What the exercise asks: Exactly reproduce the lines from the line that has "Target: greek flag" down to the last line of the entries, inclusive.

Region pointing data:
Segment Open

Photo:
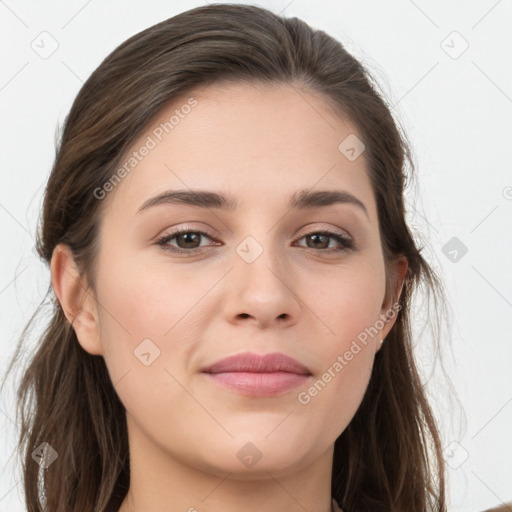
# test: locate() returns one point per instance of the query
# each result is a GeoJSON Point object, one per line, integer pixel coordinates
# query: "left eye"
{"type": "Point", "coordinates": [188, 239]}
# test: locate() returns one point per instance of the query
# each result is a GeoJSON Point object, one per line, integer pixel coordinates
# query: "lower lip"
{"type": "Point", "coordinates": [259, 384]}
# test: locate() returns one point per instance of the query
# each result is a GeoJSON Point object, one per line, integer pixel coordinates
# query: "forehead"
{"type": "Point", "coordinates": [260, 142]}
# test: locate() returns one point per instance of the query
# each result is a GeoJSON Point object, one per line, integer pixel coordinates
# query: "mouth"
{"type": "Point", "coordinates": [253, 375]}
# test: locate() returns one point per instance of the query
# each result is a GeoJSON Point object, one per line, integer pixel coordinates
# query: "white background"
{"type": "Point", "coordinates": [457, 110]}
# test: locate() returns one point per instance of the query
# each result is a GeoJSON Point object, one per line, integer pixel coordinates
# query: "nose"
{"type": "Point", "coordinates": [262, 292]}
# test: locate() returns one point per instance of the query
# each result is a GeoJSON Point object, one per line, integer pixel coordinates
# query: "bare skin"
{"type": "Point", "coordinates": [301, 297]}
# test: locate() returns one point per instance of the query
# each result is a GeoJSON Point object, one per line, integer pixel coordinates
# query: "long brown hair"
{"type": "Point", "coordinates": [389, 458]}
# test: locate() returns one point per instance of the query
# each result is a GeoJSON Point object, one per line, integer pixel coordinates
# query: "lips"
{"type": "Point", "coordinates": [255, 363]}
{"type": "Point", "coordinates": [256, 375]}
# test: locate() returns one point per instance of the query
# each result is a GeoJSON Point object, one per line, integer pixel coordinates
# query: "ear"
{"type": "Point", "coordinates": [390, 306]}
{"type": "Point", "coordinates": [77, 301]}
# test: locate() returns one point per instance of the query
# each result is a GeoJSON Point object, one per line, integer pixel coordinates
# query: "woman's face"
{"type": "Point", "coordinates": [265, 279]}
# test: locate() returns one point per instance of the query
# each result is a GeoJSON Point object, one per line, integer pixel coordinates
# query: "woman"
{"type": "Point", "coordinates": [232, 272]}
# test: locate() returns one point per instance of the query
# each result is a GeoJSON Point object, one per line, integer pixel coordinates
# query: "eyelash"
{"type": "Point", "coordinates": [348, 244]}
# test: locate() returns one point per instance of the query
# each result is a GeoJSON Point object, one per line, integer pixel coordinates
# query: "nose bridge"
{"type": "Point", "coordinates": [261, 281]}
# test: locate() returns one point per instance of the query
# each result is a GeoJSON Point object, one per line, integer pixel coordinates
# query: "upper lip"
{"type": "Point", "coordinates": [255, 363]}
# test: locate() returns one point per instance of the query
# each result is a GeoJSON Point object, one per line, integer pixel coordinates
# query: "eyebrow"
{"type": "Point", "coordinates": [301, 199]}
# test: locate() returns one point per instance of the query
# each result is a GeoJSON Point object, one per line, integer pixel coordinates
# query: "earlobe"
{"type": "Point", "coordinates": [77, 302]}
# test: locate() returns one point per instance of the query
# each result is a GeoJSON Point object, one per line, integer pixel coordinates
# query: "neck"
{"type": "Point", "coordinates": [158, 479]}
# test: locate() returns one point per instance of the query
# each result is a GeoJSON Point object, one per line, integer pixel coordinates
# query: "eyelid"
{"type": "Point", "coordinates": [346, 240]}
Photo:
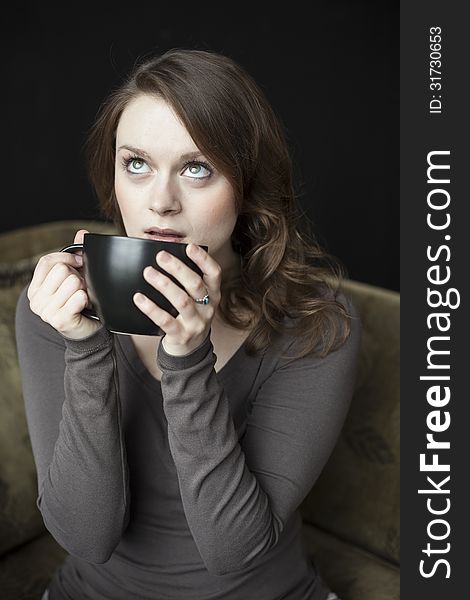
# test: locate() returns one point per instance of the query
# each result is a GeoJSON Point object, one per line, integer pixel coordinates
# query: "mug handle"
{"type": "Point", "coordinates": [87, 312]}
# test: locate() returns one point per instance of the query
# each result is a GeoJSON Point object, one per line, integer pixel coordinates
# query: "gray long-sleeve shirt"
{"type": "Point", "coordinates": [184, 488]}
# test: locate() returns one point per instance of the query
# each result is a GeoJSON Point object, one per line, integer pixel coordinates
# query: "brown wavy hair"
{"type": "Point", "coordinates": [287, 281]}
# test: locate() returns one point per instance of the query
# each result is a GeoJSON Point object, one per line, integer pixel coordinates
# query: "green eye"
{"type": "Point", "coordinates": [135, 165]}
{"type": "Point", "coordinates": [197, 170]}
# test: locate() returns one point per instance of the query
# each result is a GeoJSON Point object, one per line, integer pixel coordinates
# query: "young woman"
{"type": "Point", "coordinates": [172, 467]}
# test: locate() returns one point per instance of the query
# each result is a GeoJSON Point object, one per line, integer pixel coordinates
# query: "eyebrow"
{"type": "Point", "coordinates": [140, 152]}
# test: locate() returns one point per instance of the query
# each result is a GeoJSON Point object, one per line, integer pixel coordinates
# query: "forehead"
{"type": "Point", "coordinates": [148, 122]}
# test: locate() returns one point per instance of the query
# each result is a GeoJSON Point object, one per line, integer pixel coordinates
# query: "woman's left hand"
{"type": "Point", "coordinates": [190, 328]}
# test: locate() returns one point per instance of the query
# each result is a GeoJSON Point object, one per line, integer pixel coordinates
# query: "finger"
{"type": "Point", "coordinates": [56, 277]}
{"type": "Point", "coordinates": [48, 305]}
{"type": "Point", "coordinates": [74, 305]}
{"type": "Point", "coordinates": [46, 263]}
{"type": "Point", "coordinates": [79, 236]}
{"type": "Point", "coordinates": [159, 316]}
{"type": "Point", "coordinates": [180, 299]}
{"type": "Point", "coordinates": [191, 281]}
{"type": "Point", "coordinates": [212, 272]}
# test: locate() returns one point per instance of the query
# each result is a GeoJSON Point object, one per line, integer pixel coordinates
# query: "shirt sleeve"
{"type": "Point", "coordinates": [73, 415]}
{"type": "Point", "coordinates": [239, 494]}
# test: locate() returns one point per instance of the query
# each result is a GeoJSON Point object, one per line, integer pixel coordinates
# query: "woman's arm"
{"type": "Point", "coordinates": [73, 414]}
{"type": "Point", "coordinates": [238, 496]}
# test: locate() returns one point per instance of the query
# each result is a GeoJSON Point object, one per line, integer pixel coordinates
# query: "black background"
{"type": "Point", "coordinates": [332, 77]}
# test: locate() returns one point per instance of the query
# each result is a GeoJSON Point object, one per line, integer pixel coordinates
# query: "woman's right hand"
{"type": "Point", "coordinates": [57, 293]}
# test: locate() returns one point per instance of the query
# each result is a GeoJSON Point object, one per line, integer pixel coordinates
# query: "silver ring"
{"type": "Point", "coordinates": [204, 300]}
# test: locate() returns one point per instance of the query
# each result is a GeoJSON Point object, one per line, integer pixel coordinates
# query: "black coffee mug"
{"type": "Point", "coordinates": [113, 268]}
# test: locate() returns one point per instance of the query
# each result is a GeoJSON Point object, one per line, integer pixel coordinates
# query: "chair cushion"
{"type": "Point", "coordinates": [357, 496]}
{"type": "Point", "coordinates": [26, 571]}
{"type": "Point", "coordinates": [20, 250]}
{"type": "Point", "coordinates": [352, 573]}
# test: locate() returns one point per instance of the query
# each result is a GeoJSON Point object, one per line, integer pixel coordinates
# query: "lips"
{"type": "Point", "coordinates": [170, 235]}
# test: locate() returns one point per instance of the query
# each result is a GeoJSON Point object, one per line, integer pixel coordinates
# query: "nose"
{"type": "Point", "coordinates": [164, 197]}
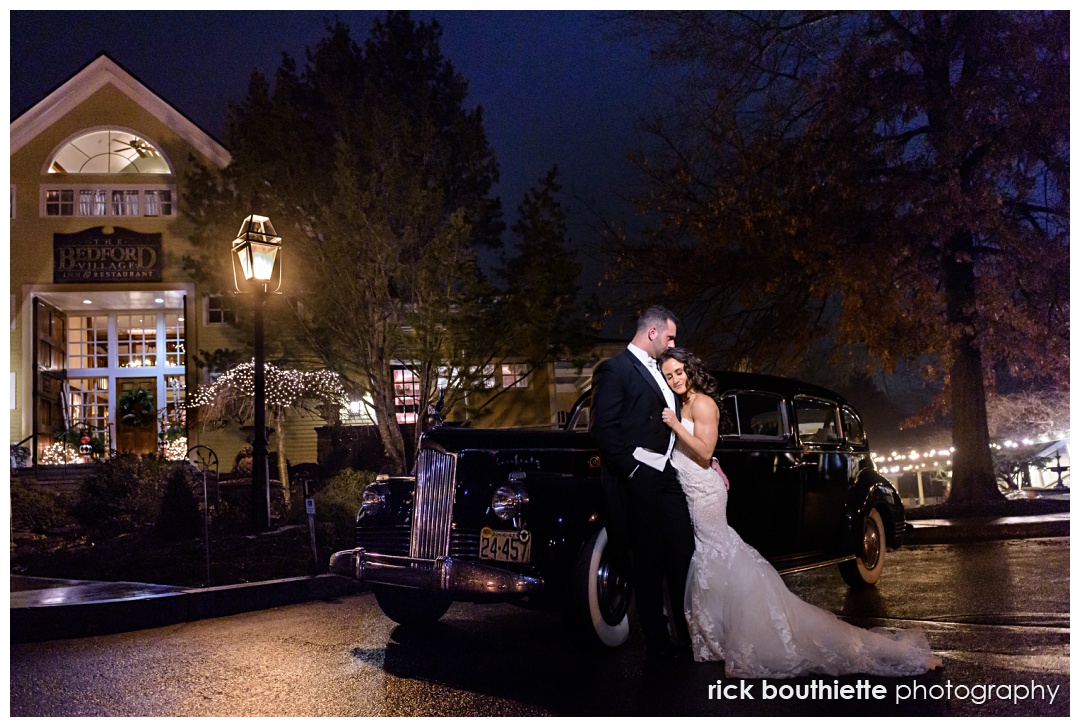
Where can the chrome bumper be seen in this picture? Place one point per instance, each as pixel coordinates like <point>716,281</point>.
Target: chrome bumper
<point>459,579</point>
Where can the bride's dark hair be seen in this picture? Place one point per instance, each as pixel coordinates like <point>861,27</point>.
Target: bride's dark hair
<point>701,380</point>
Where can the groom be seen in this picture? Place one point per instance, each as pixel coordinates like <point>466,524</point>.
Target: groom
<point>646,509</point>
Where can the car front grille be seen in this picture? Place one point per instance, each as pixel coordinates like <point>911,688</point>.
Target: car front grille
<point>432,505</point>
<point>395,541</point>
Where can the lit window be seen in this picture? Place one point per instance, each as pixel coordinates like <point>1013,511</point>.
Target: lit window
<point>59,202</point>
<point>175,354</point>
<point>217,311</point>
<point>406,395</point>
<point>137,340</point>
<point>124,203</point>
<point>108,201</point>
<point>515,376</point>
<point>89,405</point>
<point>88,341</point>
<point>158,202</point>
<point>92,202</point>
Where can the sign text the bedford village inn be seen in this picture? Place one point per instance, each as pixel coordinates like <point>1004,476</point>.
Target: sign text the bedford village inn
<point>119,256</point>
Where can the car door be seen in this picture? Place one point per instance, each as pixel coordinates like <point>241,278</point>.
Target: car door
<point>824,466</point>
<point>757,454</point>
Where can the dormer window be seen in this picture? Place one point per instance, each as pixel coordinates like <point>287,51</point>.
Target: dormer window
<point>108,151</point>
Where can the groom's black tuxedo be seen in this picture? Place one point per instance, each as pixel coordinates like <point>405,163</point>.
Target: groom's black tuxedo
<point>646,510</point>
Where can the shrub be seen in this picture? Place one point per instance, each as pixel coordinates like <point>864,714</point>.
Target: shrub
<point>123,494</point>
<point>338,502</point>
<point>37,510</point>
<point>179,517</point>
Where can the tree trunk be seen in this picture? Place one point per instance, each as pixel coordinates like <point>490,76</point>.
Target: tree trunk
<point>973,479</point>
<point>386,416</point>
<point>279,423</point>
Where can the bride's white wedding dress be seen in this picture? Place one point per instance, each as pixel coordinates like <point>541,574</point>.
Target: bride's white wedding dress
<point>740,611</point>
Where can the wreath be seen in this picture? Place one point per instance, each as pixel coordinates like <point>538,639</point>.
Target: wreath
<point>136,407</point>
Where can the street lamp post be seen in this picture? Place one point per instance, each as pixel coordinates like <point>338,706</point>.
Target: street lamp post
<point>256,270</point>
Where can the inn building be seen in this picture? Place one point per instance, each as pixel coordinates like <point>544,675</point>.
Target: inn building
<point>105,322</point>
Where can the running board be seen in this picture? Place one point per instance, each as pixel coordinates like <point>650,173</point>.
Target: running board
<point>821,564</point>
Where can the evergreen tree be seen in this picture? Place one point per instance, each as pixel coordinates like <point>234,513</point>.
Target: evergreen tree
<point>379,179</point>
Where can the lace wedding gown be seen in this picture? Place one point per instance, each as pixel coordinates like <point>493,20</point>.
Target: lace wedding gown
<point>739,609</point>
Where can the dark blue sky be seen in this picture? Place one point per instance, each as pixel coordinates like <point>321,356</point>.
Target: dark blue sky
<point>554,86</point>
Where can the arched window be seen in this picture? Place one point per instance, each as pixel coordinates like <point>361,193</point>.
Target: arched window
<point>108,151</point>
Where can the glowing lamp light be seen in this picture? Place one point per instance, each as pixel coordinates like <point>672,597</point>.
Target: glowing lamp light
<point>256,254</point>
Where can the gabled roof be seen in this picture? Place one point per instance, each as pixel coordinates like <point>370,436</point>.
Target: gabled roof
<point>88,81</point>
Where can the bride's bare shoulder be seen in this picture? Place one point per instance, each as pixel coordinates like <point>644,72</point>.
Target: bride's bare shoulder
<point>705,408</point>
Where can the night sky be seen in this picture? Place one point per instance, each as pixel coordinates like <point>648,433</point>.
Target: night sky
<point>554,86</point>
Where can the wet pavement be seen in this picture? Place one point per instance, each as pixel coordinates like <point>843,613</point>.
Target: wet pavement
<point>43,608</point>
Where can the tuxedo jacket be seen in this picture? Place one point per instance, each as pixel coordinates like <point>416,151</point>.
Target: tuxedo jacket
<point>625,413</point>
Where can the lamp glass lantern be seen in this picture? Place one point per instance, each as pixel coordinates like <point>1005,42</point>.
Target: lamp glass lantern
<point>256,259</point>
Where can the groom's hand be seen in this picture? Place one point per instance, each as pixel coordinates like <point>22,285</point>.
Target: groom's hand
<point>716,466</point>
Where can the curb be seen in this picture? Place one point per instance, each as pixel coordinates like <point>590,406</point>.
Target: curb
<point>76,620</point>
<point>974,533</point>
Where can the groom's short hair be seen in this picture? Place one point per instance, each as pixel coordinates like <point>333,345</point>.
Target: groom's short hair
<point>656,315</point>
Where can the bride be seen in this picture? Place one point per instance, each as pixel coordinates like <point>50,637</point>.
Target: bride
<point>737,606</point>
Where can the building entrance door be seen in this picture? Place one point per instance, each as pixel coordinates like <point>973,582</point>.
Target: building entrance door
<point>136,415</point>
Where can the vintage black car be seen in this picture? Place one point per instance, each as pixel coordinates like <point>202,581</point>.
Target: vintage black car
<point>517,515</point>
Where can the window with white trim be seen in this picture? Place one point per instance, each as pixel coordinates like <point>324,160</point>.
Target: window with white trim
<point>89,404</point>
<point>407,395</point>
<point>88,341</point>
<point>108,201</point>
<point>218,311</point>
<point>515,376</point>
<point>175,354</point>
<point>137,340</point>
<point>108,151</point>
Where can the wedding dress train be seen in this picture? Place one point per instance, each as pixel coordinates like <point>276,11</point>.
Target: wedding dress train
<point>740,610</point>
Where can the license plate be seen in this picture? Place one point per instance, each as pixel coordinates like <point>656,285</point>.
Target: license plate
<point>509,546</point>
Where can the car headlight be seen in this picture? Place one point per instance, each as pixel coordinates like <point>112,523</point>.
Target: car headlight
<point>373,499</point>
<point>509,500</point>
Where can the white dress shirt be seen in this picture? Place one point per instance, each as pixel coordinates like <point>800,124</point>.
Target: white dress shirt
<point>655,459</point>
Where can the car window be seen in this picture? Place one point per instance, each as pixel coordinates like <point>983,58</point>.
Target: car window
<point>757,415</point>
<point>817,420</point>
<point>729,417</point>
<point>852,427</point>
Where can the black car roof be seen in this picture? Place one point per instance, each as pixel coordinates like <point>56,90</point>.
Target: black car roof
<point>786,387</point>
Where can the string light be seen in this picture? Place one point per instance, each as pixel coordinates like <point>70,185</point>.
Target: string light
<point>177,449</point>
<point>930,460</point>
<point>59,453</point>
<point>283,388</point>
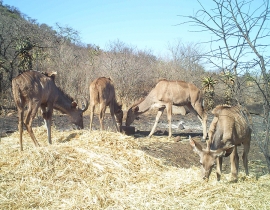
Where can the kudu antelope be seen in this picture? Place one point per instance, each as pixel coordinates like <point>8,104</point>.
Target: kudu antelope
<point>228,130</point>
<point>34,89</point>
<point>102,92</point>
<point>164,95</point>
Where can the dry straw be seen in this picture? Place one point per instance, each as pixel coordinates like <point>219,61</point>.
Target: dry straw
<point>105,170</point>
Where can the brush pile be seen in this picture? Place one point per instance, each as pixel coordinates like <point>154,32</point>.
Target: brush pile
<point>106,170</point>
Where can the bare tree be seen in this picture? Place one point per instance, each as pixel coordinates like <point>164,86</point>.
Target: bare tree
<point>240,29</point>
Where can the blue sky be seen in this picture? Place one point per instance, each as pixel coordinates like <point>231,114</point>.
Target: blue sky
<point>145,24</point>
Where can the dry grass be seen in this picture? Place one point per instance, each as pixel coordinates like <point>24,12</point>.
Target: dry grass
<point>105,170</point>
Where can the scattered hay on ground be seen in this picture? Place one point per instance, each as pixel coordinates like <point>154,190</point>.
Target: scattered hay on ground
<point>105,170</point>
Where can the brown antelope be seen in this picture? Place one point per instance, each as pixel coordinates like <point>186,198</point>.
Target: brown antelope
<point>164,95</point>
<point>102,92</point>
<point>228,130</point>
<point>34,89</point>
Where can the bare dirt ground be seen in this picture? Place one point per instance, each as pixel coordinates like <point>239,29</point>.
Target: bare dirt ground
<point>176,152</point>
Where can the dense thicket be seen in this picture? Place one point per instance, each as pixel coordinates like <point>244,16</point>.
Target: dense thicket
<point>26,44</point>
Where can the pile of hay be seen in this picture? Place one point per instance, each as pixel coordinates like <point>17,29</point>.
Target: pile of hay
<point>105,170</point>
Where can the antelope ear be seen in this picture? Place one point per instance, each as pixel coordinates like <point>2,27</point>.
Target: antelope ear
<point>219,152</point>
<point>135,109</point>
<point>73,104</point>
<point>197,148</point>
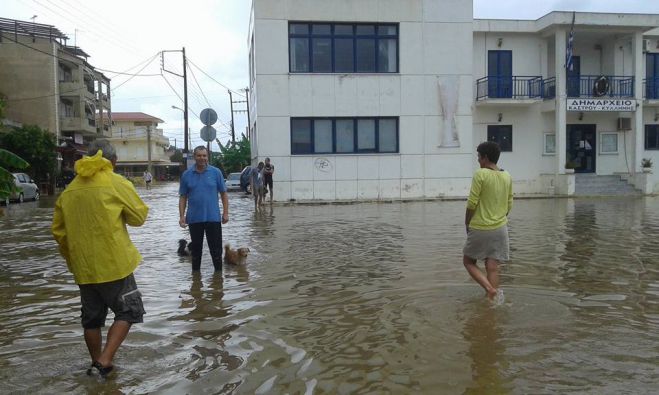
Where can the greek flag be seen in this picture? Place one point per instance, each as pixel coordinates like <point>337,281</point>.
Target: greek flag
<point>568,50</point>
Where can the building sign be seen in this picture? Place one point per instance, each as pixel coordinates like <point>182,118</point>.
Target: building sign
<point>601,105</point>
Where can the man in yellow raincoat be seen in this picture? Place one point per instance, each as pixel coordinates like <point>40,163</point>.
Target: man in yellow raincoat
<point>89,225</point>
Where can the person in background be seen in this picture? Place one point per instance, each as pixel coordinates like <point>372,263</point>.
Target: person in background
<point>89,225</point>
<point>268,172</point>
<point>490,201</point>
<point>256,180</point>
<point>198,191</point>
<point>147,179</point>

Segment Closed

Output for this exercise:
Target: greek flag
<point>568,50</point>
Where can the building sign be seen in this picture? Place one point per instance, each as pixel coordinates like <point>182,118</point>.
Target: building sign
<point>601,105</point>
Where can the man in yellow raincoat be seen in this picture? Place one point per instance, each as pixel coordinates like <point>40,163</point>.
Target: man in yellow raincoat
<point>89,225</point>
Where can the person in background be seen in this picture? Place one point per instance, each as pixel coordinates like <point>372,263</point>.
Target: person in background
<point>89,225</point>
<point>268,172</point>
<point>490,201</point>
<point>256,180</point>
<point>198,191</point>
<point>147,179</point>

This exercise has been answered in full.